■ **Challenges**:
A. Switch "Big Blue" to "the company" in the stock market commentary below, and give its passage between "Just like yesterday, today's" and "a bottom-line beat.", inclusive.
B. Proceed with the stock market commentary below, writing on from its final sentence.

Day Traders Diary

10/20/15

The stock market finished Tuesday on a quiet note after spending the session inside a narrow trading range. The S&P 500 shed 0.1% while the Nasdaq Composite (-0.5%) underperformed throughout the day.

 

Just like yesterday, today's affair was very quiet with the S&P 500 spending the majority of the session near its flat line. The benchmark index opened with a modest loss and rallied into the green during morning action, but could not climb above its 100-day moving average (2,039), which served as resistance. The index followed that short-lived rally with a return into the red, where it settled for the day.

 

Six sectors ended the day with gains, but top-weighted technology (-0.3%) and health care (-1.5%) struggled, which kept the market under pressure. Notably, the technology sector could not overcome the relative weakness in the shares of IBM (IBM 140.68, -8.54) after Big Blue reported below-consensus revenue and lowered its guidance, which overshadowed a bottom-line beat.

■ **Entries provided**:

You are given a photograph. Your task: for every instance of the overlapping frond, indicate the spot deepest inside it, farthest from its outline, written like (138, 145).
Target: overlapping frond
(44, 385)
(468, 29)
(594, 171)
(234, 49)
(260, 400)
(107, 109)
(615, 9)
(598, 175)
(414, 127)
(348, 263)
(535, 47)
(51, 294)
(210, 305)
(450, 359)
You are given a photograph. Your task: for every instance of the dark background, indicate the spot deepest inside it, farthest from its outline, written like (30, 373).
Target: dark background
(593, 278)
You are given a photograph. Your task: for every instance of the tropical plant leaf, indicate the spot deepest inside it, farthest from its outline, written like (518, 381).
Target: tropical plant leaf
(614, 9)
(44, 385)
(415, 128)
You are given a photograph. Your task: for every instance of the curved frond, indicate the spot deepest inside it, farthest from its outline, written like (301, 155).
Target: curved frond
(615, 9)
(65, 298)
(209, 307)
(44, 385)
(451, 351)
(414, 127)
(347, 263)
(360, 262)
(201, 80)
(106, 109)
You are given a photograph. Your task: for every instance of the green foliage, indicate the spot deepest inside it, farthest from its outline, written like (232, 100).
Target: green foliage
---
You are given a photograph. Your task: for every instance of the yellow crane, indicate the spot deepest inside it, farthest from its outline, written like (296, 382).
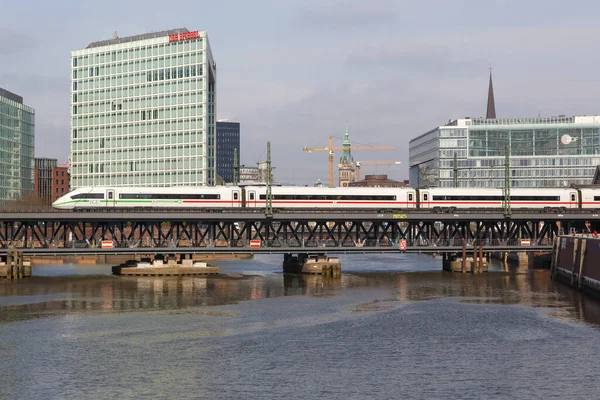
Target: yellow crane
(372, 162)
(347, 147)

■ **Answers for this exercise**:
A.
Just like yesterday, today's affair was very quiet with the S&P 500 spending the majority of the session near its flat line. The benchmark index opened with a modest loss and rallied into the green during morning action, but could not climb above its 100-day moving average (2,039), which served as resistance. The index followed that short-lived rally with a return into the red, where it settled for the day.

 

Six sectors ended the day with gains, but top-weighted technology (-0.3%) and health care (-1.5%) struggled, which kept the market under pressure. Notably, the technology sector could not overcome the relative weakness in the shares of IBM (IBM 140.68, -8.54) after the company reported below-consensus revenue and lowered its guidance, which overshadowed a bottom-line beat.

B.
Staying in the tech sector, chipmakers also struggled with the PHLX Semiconductor Index shedding 0.2%. Micron (MU 17.09, -2.07) was the weakest performer, sliding 10.8%, after Intel (INTC 33.44, -0.15) announced plans to increase its investment in non-volatile memory technology.

 

Meanwhile, the health care sector (-1.5%) spent the day behind the remaining groups due to daylong weakness in biotechnology. The iShares Nasdaq Biotechnology ETF (IBB 305.96, -9.98) retreated into the afternoon to settle lower by 3.1%, which contributed to the weakness in the Nasdaq Composite.

 

On the upside, the telecom services sector (+0.8%) held the lead throughout the session thanks to a 1.2% spike in Verizon (VZ 45.24, +0.54) after the company beat earnings expectations and reaffirmed its full-year revenue growth outlook.

 

Similar to telecom services, financials (+0.5%) and industrials (+0.6%) ended the day with solid gains. Travelers (TRV 108.95, +2.63) spiked 2.5%, contributing to the relative strength in financials, while United Technologies (UTX 95.70, +3.65) surged 4.0%, underpinning the industrial space. Transport stocks also rallied alongside the sector with the Dow Jones Transportation Average climbing 0.6%.

 

Treasuries notched their lows during morning action and they remained near those levels until the close with the 10-yr yield rising five basis points to 2.07%.

 

Just like yesterday, investor participation was a bit below average as fewer than 800 million shares changed hands at the NYSE floor.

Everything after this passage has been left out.